• [Required work]:
1 – Using the biography of Dr. Olopade, decide whether each statement agrees with it: (a) she is director of the Center for Clinical Cancer Genetics at the University of Chicago Medical Center; (b) she holds an honorary degree from Harvard; (c) she has received a MacArthur Foundation Fellowship. Answer yes or no for each, quoting the deciding words of the biography.
2 – Update the biography of Dr. Olopade by rewriting the portion starting with "A practicing medical" and going on through "in individual patients.", with "clinician scientist" replaced by "physician scientist".
3 – According to the biography of Dr. Olopade, what is her research focused on?

Passage shown Block Start

A practicing medical oncologist, she is the Walter L Palmer Distinguished Service professor of medicine and director of the Center for Clinical Cancer Genetics at the University of Chicago Medical Center. As a clinician scientist, Dr. Olopade’s research is focused on advancing novel strategies to prevent and treat cancer based on an understanding of the altered genetic pathways in individual patients.
Dr. Olopade has received numerous honors and awards, including honorary degrees from Bowdoin, Princeton, North Central, and Dominican universities. She is also a recipient of the Doris Duke Distinguished Clinical Scientist and Exceptional Mentor Award, an American Cancer Society Clinical Research Professorship, a MacArthur Foundation Fellowship, a Franklin Roosevelt Freedom from Want Award, The Gregory Mendel Medal, and Officer of the Order of the Niger Award.

Passage shown Block End
Entries provided Block Start

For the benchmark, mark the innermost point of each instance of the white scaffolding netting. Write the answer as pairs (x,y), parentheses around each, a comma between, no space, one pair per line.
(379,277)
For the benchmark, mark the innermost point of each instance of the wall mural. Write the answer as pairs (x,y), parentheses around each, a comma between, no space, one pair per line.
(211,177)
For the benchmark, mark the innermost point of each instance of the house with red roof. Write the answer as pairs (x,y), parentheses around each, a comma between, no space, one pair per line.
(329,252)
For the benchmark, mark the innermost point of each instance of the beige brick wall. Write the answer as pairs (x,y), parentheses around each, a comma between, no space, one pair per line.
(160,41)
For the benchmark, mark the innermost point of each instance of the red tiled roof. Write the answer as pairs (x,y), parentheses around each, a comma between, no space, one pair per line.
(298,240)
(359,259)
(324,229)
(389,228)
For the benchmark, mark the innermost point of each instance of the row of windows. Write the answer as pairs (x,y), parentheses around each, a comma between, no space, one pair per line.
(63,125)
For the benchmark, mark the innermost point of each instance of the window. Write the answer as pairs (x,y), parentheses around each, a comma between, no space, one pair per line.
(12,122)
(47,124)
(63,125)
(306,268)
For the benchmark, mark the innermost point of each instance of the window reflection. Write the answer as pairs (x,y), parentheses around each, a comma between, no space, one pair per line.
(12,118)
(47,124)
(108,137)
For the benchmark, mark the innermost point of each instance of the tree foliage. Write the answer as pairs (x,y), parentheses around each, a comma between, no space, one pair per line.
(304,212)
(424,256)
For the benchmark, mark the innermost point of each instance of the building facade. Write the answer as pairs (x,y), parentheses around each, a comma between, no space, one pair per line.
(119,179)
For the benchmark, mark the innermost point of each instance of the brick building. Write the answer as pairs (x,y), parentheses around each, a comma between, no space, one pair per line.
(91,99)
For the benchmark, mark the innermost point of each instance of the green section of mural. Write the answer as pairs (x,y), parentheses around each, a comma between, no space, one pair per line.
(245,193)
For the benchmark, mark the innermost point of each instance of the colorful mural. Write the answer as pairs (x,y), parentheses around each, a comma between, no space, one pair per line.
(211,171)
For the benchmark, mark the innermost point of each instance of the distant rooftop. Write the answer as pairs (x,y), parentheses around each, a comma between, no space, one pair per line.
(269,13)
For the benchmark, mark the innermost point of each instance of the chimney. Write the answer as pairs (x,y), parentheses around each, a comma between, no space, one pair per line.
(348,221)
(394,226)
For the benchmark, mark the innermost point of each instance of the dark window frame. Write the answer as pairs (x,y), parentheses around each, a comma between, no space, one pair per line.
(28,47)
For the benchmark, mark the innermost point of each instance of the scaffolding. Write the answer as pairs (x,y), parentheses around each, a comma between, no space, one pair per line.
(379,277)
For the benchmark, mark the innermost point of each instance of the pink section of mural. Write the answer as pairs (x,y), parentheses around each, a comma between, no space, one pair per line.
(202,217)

Entries provided Block End

• [Solutions to the exercise]:
1 –
(a) Yes: "director of the Center for Clinical Cancer Genetics at the University of Chicago Medical Center"
(b) No: "honorary degrees from Bowdoin, Princeton, North Central, and Dominican universities"
(c) Yes: "a MacArthur Foundation Fellowship"

2 –
A practicing medical oncologist, she is the Walter L Palmer Distinguished Service professor of medicine and director of the Center for Clinical Cancer Genetics at the University of Chicago Medical Center. As a physician scientist, Dr. Olopade’s research is focused on advancing novel strategies to prevent and treat cancer based on an understanding of the altered genetic pathways in individual patients.

3 – Her research is focused on advancing novel strategies to prevent and treat cancer based on an understanding of the altered genetic pathways in individual patients.